- _Source_:
The article describes the relevant SEC rules, identifies the remaining areas of uncertainty, and describes a number of contractual provisions and other practices that have been used by market participants to address these issues.

Liability and FWPs

The SEC attempted to address questions about FWP liability by adopting Rule 159A. This rule addresses what are sometimes referred to as “cross-liability issues.” The rule provides that an offering participant other than the issuer will not be deemed to offer or sell securities to a person “by means of” an FWP unless:

  • the offering participant used or referred to the FWP in offering or selling the securities;
  • the offering participant offered or sold the securities and participated in planning for the use of that FWP by other offering participants, and the FWP was used or referred to in offering or selling securities by one or more of such other offering participants; or
  • the offering participant is required to file the FWP with the SEC under Rule 433.

Rule 159A also provides that a person will not be considered to have offered or sold securities by means of an FWP solely because another person has used or referred to the FWP or filed it with the SEC.

As to issuers, Rule 159A provides that an FWP is deemed to be made by or on behalf of an issuer if the issuer or an agent or representative of the issuer authorizes or approves the information or communication before its provision or use.

Remaining Uncertainties

Within this framework, a variety of uncertainties remain, including as to the provisions of Rule 159A. For example, what sort of involvement in the drafting of a document constitutes “participating in the planning for the use of an FWP”? Discussing the contents and format? Being included in an e-mail distribution of drafts of the document? Commenting on the document, or indicating that one has no comments on the document?

Practical Responses

In practice, market participants respond to this regulatory structure with a variety of contractual provisions and practices.

- _Directive A_:
Answer these questions from the article on FWP liability:
(i) What rule did the SEC adopt to address questions about FWP liability?
(ii) Under what rule might an offering participant be required to file the FWP with the SEC?
(iii) When is an FWP deemed to be made by or on behalf of an issuer?
- _Directive B_: In the article on FWP liability, rename "securities" as "shares" throughout the stretch running from "The SEC attempted" down to "under Rule 433.", and write that stretch out again.

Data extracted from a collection
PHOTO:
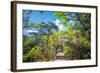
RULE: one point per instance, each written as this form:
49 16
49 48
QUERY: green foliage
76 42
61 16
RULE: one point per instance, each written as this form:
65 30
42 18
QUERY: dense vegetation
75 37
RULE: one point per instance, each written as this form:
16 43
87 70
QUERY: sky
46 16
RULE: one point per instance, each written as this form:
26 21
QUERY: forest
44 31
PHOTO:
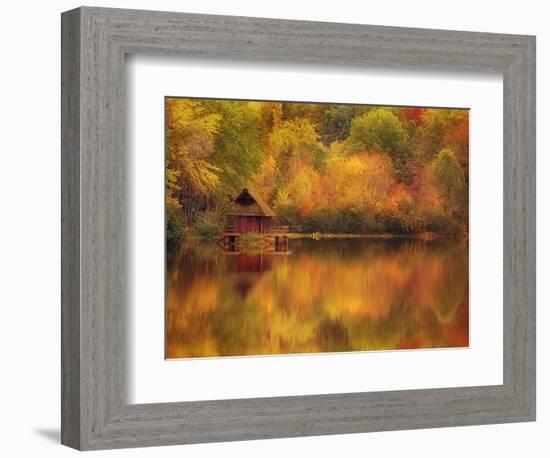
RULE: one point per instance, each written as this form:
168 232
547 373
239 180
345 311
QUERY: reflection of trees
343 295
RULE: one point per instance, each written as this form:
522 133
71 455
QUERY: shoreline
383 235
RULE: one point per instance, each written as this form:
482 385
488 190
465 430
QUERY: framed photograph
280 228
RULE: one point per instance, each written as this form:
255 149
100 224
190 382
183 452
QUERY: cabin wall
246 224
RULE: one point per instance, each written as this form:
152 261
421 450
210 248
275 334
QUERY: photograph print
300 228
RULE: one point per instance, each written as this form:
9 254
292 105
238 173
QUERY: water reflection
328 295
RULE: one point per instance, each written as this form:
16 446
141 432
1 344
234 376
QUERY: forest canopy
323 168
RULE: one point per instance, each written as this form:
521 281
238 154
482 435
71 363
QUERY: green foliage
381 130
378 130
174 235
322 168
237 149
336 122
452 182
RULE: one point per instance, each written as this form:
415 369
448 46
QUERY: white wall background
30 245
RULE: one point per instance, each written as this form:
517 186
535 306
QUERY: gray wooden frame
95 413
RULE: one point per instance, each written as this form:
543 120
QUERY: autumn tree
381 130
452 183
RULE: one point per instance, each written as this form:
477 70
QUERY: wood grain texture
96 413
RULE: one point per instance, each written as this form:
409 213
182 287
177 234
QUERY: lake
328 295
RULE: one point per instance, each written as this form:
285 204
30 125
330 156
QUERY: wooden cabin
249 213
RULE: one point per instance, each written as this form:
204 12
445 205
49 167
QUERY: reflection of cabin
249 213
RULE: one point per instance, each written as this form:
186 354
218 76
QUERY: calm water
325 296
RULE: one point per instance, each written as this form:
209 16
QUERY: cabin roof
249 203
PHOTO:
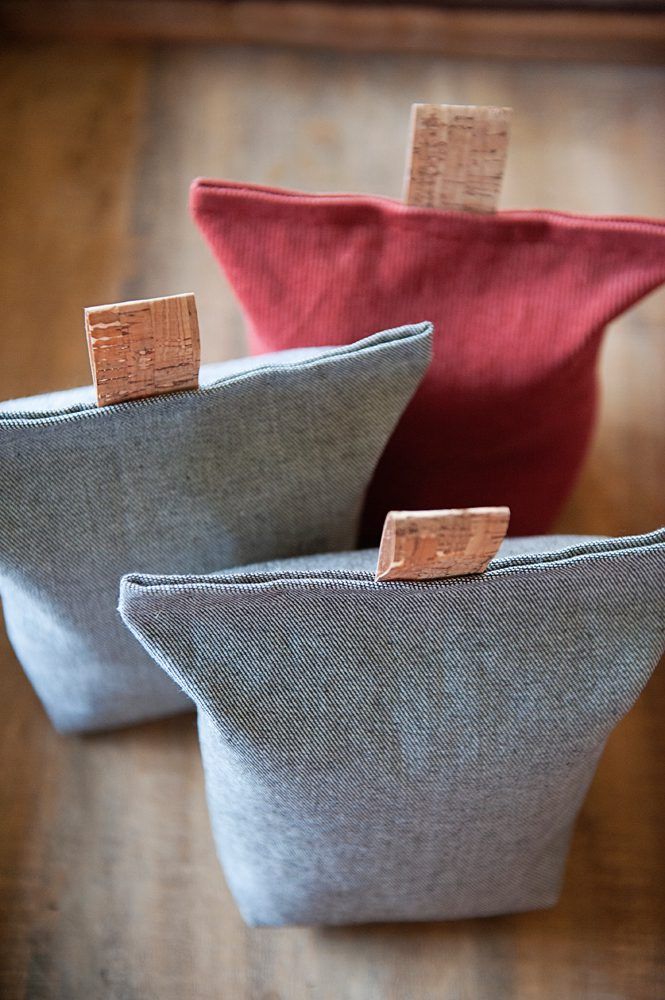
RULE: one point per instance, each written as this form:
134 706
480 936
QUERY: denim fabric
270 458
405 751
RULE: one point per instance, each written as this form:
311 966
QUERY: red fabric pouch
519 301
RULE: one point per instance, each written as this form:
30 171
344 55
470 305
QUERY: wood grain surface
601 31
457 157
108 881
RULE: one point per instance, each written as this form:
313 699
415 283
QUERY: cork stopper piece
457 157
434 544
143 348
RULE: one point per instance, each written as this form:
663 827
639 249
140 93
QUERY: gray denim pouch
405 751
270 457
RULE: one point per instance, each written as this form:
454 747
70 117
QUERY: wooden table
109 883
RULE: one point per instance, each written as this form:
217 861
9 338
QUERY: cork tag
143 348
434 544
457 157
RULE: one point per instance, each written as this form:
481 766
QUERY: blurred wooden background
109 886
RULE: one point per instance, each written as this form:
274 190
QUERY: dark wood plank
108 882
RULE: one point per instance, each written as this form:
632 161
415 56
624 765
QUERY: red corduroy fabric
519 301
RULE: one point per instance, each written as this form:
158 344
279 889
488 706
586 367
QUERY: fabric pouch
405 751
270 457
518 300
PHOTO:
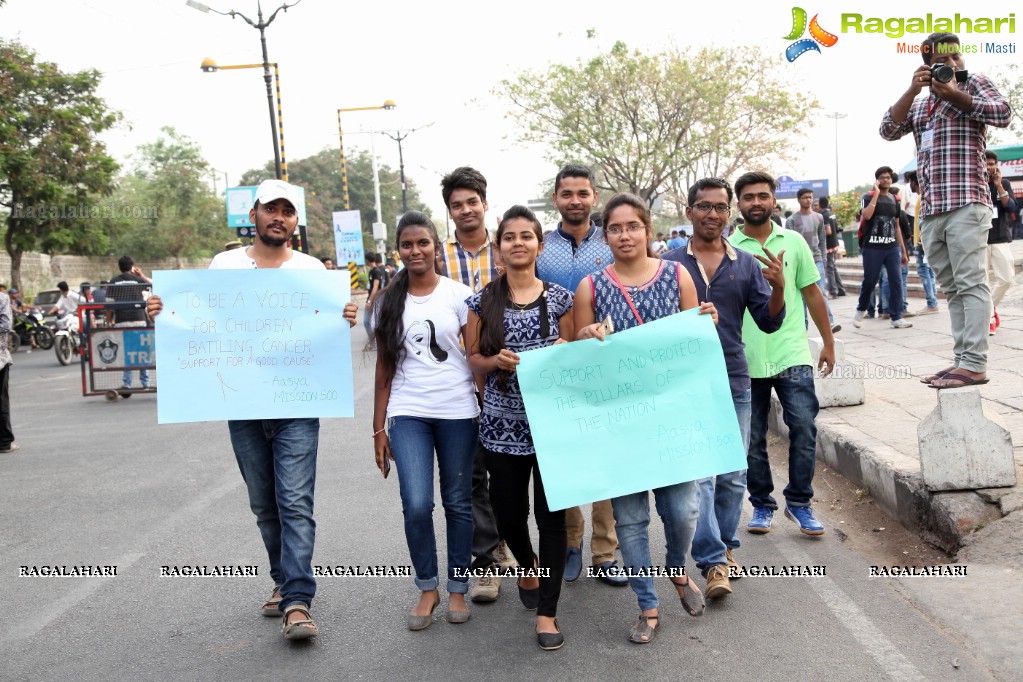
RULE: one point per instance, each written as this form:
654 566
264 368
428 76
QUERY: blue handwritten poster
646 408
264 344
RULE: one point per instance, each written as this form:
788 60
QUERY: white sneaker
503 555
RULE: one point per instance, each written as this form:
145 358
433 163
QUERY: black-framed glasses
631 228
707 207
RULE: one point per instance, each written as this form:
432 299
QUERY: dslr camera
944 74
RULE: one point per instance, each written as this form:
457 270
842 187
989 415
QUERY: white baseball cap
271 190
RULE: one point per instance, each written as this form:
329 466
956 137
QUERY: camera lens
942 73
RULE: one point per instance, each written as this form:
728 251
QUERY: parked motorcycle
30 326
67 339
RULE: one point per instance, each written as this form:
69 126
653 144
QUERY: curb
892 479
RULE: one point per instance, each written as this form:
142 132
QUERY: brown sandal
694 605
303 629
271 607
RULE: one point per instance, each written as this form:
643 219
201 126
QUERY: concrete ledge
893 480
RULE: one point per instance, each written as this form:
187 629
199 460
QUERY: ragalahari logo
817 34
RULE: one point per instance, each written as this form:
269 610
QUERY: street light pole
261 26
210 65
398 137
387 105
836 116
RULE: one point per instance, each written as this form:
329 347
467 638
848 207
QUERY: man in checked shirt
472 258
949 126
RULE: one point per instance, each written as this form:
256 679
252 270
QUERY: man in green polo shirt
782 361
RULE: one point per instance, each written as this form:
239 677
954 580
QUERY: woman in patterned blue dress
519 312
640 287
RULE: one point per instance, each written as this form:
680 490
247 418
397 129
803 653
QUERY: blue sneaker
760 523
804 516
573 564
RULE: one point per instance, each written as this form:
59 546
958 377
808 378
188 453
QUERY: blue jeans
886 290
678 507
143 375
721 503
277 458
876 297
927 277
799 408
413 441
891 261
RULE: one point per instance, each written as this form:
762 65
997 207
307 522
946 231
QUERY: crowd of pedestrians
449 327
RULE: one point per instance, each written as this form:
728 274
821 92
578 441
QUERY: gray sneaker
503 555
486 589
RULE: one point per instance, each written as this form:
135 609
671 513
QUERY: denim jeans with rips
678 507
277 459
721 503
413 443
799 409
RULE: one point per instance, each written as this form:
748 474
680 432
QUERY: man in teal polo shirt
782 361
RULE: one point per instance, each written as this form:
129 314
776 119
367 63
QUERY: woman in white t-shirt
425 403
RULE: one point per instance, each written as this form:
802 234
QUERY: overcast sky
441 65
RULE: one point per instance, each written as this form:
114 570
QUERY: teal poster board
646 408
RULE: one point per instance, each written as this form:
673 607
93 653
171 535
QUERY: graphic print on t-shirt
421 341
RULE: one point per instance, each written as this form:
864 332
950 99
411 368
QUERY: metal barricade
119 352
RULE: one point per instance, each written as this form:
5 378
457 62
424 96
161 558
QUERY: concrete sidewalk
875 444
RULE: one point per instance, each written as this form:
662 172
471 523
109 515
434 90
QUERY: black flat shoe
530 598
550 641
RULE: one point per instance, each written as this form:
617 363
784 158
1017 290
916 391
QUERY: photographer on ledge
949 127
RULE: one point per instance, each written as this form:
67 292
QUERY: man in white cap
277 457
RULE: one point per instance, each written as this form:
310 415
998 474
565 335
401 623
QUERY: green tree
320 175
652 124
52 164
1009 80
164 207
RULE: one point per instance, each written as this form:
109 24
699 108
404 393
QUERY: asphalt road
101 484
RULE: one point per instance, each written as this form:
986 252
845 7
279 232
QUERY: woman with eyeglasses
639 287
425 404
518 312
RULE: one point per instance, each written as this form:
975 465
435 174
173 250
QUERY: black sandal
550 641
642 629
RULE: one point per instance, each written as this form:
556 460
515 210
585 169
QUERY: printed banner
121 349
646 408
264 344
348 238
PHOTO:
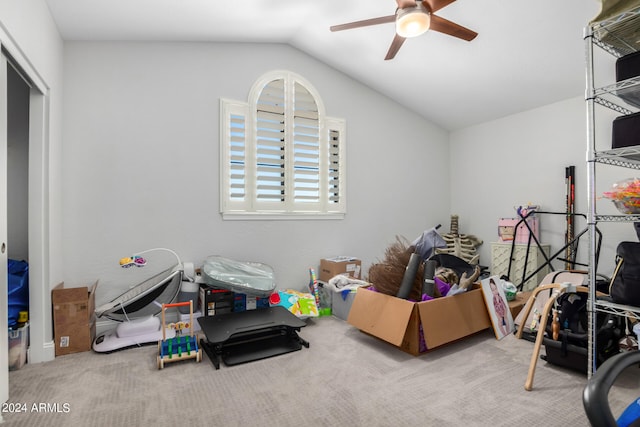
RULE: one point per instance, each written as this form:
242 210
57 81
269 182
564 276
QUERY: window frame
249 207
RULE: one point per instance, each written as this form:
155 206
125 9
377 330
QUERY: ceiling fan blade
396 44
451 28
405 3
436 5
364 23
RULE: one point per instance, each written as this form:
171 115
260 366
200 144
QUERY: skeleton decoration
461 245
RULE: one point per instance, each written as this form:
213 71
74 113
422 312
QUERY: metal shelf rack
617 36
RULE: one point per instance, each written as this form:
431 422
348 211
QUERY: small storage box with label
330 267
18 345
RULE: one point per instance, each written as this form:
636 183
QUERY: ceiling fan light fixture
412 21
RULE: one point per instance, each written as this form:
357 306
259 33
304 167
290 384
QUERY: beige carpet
--
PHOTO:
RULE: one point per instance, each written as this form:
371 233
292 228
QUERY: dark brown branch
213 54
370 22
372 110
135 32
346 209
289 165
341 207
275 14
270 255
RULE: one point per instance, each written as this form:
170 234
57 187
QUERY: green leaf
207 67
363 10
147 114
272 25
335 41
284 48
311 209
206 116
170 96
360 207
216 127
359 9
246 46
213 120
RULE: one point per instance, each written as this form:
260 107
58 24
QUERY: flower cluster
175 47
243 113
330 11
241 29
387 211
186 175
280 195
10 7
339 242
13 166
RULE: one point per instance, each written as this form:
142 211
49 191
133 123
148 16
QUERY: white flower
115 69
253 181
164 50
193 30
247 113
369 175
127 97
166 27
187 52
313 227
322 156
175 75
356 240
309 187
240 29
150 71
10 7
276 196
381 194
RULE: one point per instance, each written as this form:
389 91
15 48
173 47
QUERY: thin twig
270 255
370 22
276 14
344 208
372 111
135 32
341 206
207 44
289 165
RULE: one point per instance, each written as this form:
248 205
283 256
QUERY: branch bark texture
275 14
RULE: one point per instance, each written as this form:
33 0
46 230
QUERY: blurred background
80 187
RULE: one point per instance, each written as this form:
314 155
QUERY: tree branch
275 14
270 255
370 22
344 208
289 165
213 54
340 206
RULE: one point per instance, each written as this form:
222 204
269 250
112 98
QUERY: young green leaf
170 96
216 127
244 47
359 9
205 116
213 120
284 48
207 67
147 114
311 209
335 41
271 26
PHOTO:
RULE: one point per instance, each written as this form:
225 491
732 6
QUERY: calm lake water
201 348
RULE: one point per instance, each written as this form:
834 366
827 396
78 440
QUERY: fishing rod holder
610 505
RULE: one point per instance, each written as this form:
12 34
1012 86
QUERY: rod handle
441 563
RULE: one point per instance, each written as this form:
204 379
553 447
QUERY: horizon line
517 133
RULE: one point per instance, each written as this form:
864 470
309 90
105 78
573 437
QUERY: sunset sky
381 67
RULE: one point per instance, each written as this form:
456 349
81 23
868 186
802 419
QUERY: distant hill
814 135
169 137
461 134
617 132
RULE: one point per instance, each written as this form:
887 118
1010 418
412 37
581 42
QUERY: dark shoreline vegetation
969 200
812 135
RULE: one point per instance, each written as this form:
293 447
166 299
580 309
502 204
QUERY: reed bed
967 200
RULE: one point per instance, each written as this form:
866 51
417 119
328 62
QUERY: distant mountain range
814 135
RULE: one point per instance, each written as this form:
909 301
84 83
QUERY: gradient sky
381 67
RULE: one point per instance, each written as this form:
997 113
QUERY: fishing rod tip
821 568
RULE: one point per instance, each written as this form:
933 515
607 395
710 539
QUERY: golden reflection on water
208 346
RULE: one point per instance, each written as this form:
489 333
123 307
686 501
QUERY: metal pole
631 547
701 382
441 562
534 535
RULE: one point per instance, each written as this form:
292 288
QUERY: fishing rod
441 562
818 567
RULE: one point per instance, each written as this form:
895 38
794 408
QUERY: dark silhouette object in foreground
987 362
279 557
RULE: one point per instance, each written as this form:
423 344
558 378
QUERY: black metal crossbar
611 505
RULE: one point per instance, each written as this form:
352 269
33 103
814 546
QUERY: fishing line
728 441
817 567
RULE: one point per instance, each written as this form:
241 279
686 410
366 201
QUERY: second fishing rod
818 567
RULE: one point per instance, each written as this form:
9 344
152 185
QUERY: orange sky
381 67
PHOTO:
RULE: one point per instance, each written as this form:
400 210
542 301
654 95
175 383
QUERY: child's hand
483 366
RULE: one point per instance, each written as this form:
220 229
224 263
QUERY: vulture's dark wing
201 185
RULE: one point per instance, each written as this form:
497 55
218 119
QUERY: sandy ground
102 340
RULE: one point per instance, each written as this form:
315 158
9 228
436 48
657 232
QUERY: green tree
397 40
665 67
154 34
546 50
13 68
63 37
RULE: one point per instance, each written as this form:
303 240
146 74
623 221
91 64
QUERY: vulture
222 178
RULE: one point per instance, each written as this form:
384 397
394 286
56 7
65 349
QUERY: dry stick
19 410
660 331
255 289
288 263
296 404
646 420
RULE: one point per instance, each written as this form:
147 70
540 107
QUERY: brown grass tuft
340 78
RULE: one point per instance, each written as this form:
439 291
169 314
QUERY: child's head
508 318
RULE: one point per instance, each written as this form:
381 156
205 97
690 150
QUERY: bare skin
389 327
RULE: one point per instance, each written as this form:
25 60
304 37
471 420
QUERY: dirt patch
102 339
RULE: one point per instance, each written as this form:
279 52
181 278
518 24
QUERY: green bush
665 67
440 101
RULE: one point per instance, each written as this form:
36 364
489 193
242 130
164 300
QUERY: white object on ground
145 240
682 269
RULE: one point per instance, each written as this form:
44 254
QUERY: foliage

- _Written solution A_:
(i) Rule 159A.
(ii) Rule 433.
(iii) When the issuer or an agent or representative of the issuer authorizes or approves the information or communication before its provision or use.

- _Written solution B_:
The SEC attempted to address questions about FWP liability by adopting Rule 159A. This rule addresses what are sometimes referred to as “cross-liability issues.” The rule provides that an offering participant other than the issuer will not be deemed to offer or sell shares to a person “by means of” an FWP unless:

  • the offering participant used or referred to the FWP in offering or selling the shares;
  • the offering participant offered or sold the shares and participated in planning for the use of that FWP by other offering participants, and the FWP was used or referred to in offering or selling shares by one or more of such other offering participants; or
  • the offering participant is required to file the FWP with the SEC under Rule 433.